[Collected data]
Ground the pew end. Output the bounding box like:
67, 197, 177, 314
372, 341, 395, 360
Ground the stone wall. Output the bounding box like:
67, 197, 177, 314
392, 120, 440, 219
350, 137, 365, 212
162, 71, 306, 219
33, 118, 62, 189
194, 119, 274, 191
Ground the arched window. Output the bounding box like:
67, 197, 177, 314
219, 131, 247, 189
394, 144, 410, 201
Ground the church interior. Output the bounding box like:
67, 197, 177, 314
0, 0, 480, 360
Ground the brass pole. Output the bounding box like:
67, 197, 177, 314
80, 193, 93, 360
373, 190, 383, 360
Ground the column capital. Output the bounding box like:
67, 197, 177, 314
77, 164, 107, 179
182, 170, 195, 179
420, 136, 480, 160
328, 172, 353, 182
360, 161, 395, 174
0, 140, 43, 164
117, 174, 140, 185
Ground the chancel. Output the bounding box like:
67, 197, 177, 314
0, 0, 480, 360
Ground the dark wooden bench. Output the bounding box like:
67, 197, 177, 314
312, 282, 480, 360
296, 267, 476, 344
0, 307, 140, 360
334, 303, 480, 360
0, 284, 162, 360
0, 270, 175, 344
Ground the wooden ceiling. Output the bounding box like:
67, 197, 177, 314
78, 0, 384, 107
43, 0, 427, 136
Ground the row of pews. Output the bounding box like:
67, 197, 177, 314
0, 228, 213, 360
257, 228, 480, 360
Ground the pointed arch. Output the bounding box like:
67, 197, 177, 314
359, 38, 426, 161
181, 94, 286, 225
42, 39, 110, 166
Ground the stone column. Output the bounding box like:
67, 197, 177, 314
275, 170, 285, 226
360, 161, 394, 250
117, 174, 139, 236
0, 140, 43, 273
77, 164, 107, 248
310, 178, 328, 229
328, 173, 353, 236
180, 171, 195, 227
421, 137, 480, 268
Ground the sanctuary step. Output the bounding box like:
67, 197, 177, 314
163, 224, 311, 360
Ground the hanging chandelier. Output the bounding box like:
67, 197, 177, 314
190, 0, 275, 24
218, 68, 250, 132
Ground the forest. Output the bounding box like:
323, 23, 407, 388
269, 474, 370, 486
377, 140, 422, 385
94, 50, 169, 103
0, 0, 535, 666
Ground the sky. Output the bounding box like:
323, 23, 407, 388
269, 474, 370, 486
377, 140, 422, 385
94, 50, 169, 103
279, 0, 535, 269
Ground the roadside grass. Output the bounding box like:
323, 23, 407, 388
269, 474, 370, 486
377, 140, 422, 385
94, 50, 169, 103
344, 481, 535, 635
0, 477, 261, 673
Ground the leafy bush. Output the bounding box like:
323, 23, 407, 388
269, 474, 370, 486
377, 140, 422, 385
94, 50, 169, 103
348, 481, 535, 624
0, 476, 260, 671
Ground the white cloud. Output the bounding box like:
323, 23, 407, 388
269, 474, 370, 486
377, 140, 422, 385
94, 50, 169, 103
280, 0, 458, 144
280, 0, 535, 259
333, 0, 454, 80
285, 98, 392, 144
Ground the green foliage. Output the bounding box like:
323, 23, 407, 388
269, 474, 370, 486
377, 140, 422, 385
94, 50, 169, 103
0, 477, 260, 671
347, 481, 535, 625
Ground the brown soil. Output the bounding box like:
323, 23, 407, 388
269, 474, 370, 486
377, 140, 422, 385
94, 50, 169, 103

§ **Task goal**:
Return every line of the records above word for word, with nothing altered or left out.

§ **Exercise solution**:
Ground the pew end. Output the bounding box like:
67, 197, 177, 314
372, 341, 395, 360
Ground the stone wall. Output the bounding box like:
67, 197, 177, 314
392, 120, 440, 219
350, 137, 365, 212
162, 71, 306, 219
33, 118, 62, 189
194, 119, 274, 191
Ground the arched window. Output the bounding box like:
67, 197, 177, 314
219, 131, 247, 189
394, 144, 410, 201
Ground the church interior. Output the bounding box like:
67, 197, 177, 314
0, 0, 480, 360
Ground the brass pole. Output the bounding box like:
67, 197, 177, 314
80, 193, 93, 360
373, 190, 383, 360
Ground the column capital. Output the bounding box like:
67, 197, 177, 314
77, 164, 107, 179
182, 170, 195, 179
420, 136, 480, 160
328, 172, 353, 182
360, 161, 395, 174
0, 140, 43, 164
117, 174, 140, 185
Ground the chancel. Output the bounding box like:
67, 197, 177, 314
0, 0, 480, 360
Ground the dark wooden bench. Output the bounding box like:
67, 197, 177, 314
312, 282, 480, 360
296, 267, 476, 344
0, 307, 140, 360
334, 303, 480, 360
0, 284, 162, 360
0, 270, 175, 344
Ground the wooden ceiling. Output the bounding box like:
67, 197, 177, 314
78, 0, 384, 107
43, 0, 427, 136
Ground the row of pews. Output the bounding box like:
67, 197, 177, 314
0, 228, 213, 360
257, 228, 480, 360
Ground the pointed arch. Output the bounding box like:
67, 197, 177, 314
359, 38, 426, 161
181, 94, 286, 225
42, 39, 110, 166
Ground the stone column. Output the bounding box like:
67, 197, 177, 314
275, 170, 285, 226
360, 161, 394, 250
117, 174, 139, 236
0, 140, 43, 273
77, 164, 107, 248
310, 178, 328, 229
328, 173, 353, 236
180, 171, 195, 227
421, 137, 480, 268
Ground the sanctuary step. Output the bounding box like:
67, 197, 177, 314
163, 224, 311, 360
Ground the hanging chandelier. Output the bounding box like:
67, 197, 177, 314
190, 0, 275, 24
218, 68, 250, 132
Ground the forest. Output the bounding box like:
323, 23, 407, 388
269, 474, 370, 486
377, 140, 422, 385
94, 50, 169, 103
0, 0, 535, 666
Ground the sky. Output the bounding box like:
323, 23, 407, 388
269, 474, 370, 486
377, 140, 422, 385
94, 50, 169, 103
279, 0, 535, 269
Ground the roadside grass. Output the bounding box like:
323, 23, 407, 388
269, 474, 370, 486
377, 140, 422, 385
94, 50, 169, 103
344, 481, 535, 635
0, 477, 261, 673
Ground the leafy bush. Output the bounding box like:
323, 23, 407, 388
269, 474, 370, 486
377, 140, 422, 385
94, 50, 169, 103
348, 481, 535, 624
0, 476, 260, 671
Ground the white cloud. Output the bounding box like:
323, 23, 407, 388
269, 474, 370, 486
377, 140, 422, 385
94, 50, 169, 103
280, 0, 458, 144
280, 0, 535, 259
333, 0, 454, 80
285, 98, 392, 144
Ground the green foliage. Output the bounding box like:
323, 23, 407, 388
269, 474, 370, 486
377, 140, 422, 385
94, 50, 169, 103
0, 477, 260, 671
347, 481, 535, 625
Ground the brown soil. Output the bounding box like:
323, 23, 407, 388
269, 474, 370, 486
377, 140, 422, 385
94, 50, 169, 103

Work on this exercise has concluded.